連載の第1回第2回では、量子コンピューターの仕組みを理解するには「重ね合わせ状態」について理解する必要がある、ということを何度も述べてきた。重ね合わせ状態とは、例えば、「1つの電子が複数の場所に同時に存在している状態」のことである。常識的な感覚からすれば、そんなことはありえないはずで、「納得できない」と思われた方も多いことだろう。そこで今回は、重ね合わせ状態を認めないと説明できない「2重スリット実験」という有名な実験を紹介しよう。2重スリット実験を通して、重ね合わせ状態と密接な関係がある「電子の波」が何なのかについても詳しく解説していく。

目次

電子の波動性と重ね合わせの関係

電子の波とは何か?「波動関数」の直感的理解

実は連載の第1回、第2回であえて説明を省いてきた量子力学の重要な概念がある。それは「電子のようなミクロな粒子は、波のような性質をもつ」ということだ。これは「波と粒子の2重性」などと呼ばれる。

一番わかりやすい波の例は、水面の波だ。水面に葉っぱを浮かべ、そこを波が通過すると、葉っぱは上下に「振動」する1。このことからも分かるように、水面の波とは「水の振動が広がっていく現象」だと言える。身近な波には他にも音波、地震波などがある。音波は空気の振動、地震波は地面や岩盤などの振動である2。つまり身近な波は、何らかのモノの振動が広がっていく現象(コト)だと言えるわけだ。

————

▶ **記述問題 1**
量子力学の解説文のうち、「連載の第1回第2回では、量子」から「子の2重性」などと呼ばれる。」までを一字一句違えずに再掲してください。
▶ **記述問題 2**
量子力学の解説文に基づき、次の問いに答えてください。
(a) 重ね合わせ状態の例として挙げられているのは、どのような状態ですか。
(b) 電子のようなミクロな粒子が波のような性質をもつことは、何と呼ばれますか。
(c) 音波は何の振動であると述べられていますか。
▶ **記述問題 3**
量子力学の解説文の最後の文に続けて、その先の部分を書き進めてください。

▶ **提供データ**

————

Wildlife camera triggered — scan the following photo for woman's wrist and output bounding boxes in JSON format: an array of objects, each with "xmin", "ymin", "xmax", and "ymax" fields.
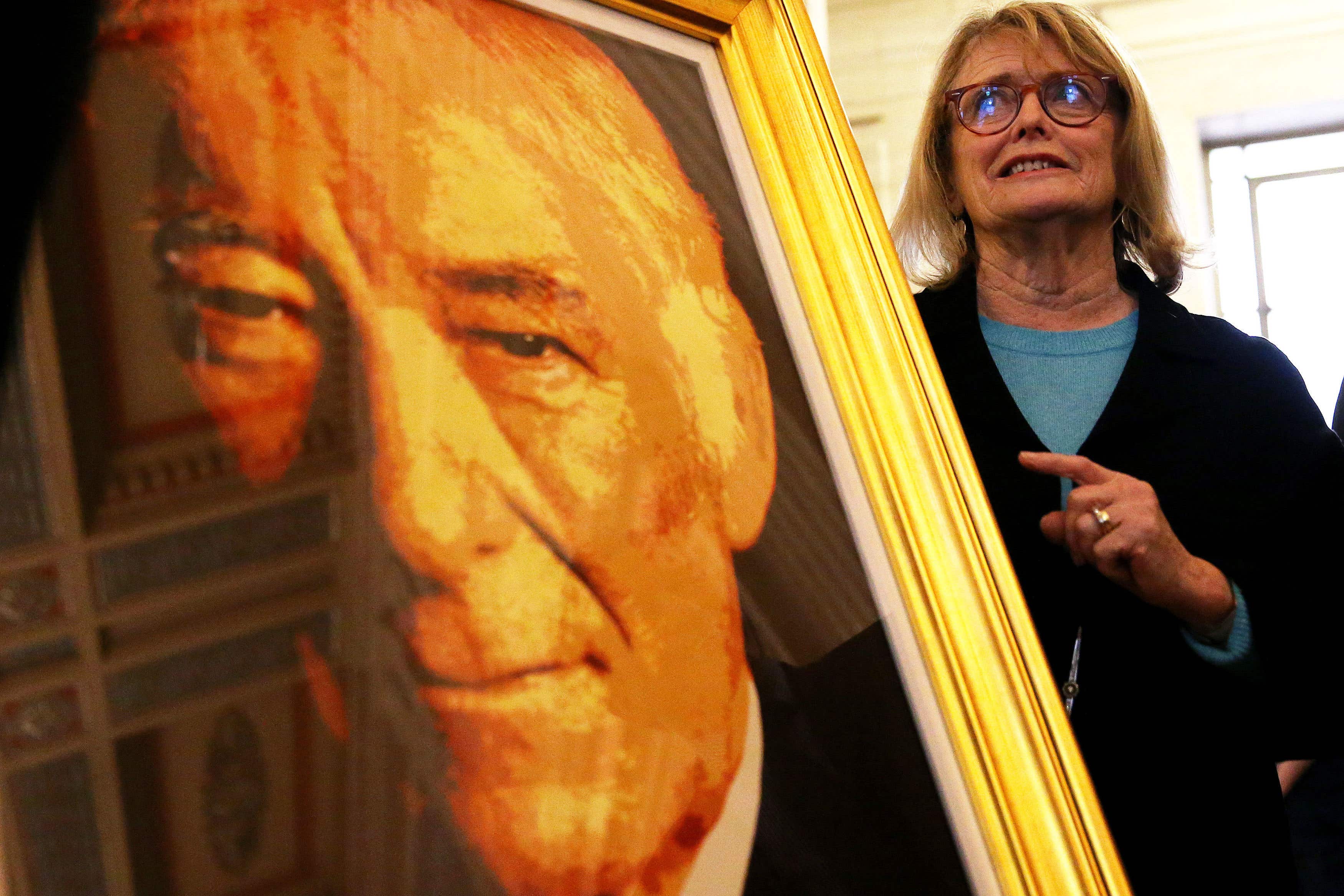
[{"xmin": 1168, "ymin": 556, "xmax": 1236, "ymax": 638}]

————

▶ **正答 1**
連載の第1回第2回では、量子コンピューターの仕組みを理解するには「重ね合わせ状態」について理解する必要がある、ということを何度も述べてきた。重ね合わせ状態とは、例えば、「1つの電子が複数の場所に同時に存在している状態」のことである。常識的な感覚からすれば、そんなことはありえないはずで、「納得できない」と思われた方も多いことだろう。そこで今回は、重ね合わせ状態を認めないと説明できない「2重スリット実験」という有名な実験を紹介しよう。2重スリット実験を通して、重ね合わせ状態と密接な関係がある「電子の波」が何なのかについても詳しく解説していく。

目次

電子の波動性と重ね合わせの関係

電子の波とは何か?「波動関数」の直感的理解

実は連載の第1回、第2回であえて説明を省いてきた量子力学の重要な概念がある。それは「電子のようなミクロな粒子は、波のような性質をもつ」ということだ。これは「波と粒子の2重性」などと呼ばれる。

▶ **正答 2**
(a) 1つの電子が複数の場所に同時に存在している状態
(b) 波と粒子の2重性
(c) 空気の振動

▶ **正答 3**
一方、電子の波は、何かのモノの振動が広がっていく現象ではない。電子の波とは、電子がさまざまな場所に同時に存在しているという状況を数式で表したものだと言える。以下、電子の波について説明するが、初めて聞く人には抽象的で分かりにくいかもしれない。しかし、とりあえずは「そういうものか」と考え、読み進めてもらいたい。

さて、前回までに繰り返し説明してきたが、一つの電子はさまざまな位置に同時に存在することができる。図1のx軸上に描いた多数の球は、一つの電子がさまざまな位置に存在している状態が重ね合わさっていることを表している。

ただし、それぞれの位置の状態には”濃淡”がある。電子の発見確率はそれぞれの位置で異なっているのだ。その発見確率の濃淡を数式で表し、グラフにすると、図1のような波の形になるのである。

図1

電子の波のグラフは、x軸から離れた場所ほど、電子の発見確率が高いことを表している。つまり波の山または谷の位置で、電子の発見確率が最大(より正確には極大)になるのである。なお、発見確率と関係するのは、y座標の絶対値、つまりx軸からの距離(変位と呼ぶ)であり、谷の位置でも発見確率が最大になることに注意してほしい。x軸と波のグラフの線が交わる場所は発見確率がゼロなので、ここで電子が発見されることはない。以上のような電子の波を量子力学では「波動関数」と呼んでいる。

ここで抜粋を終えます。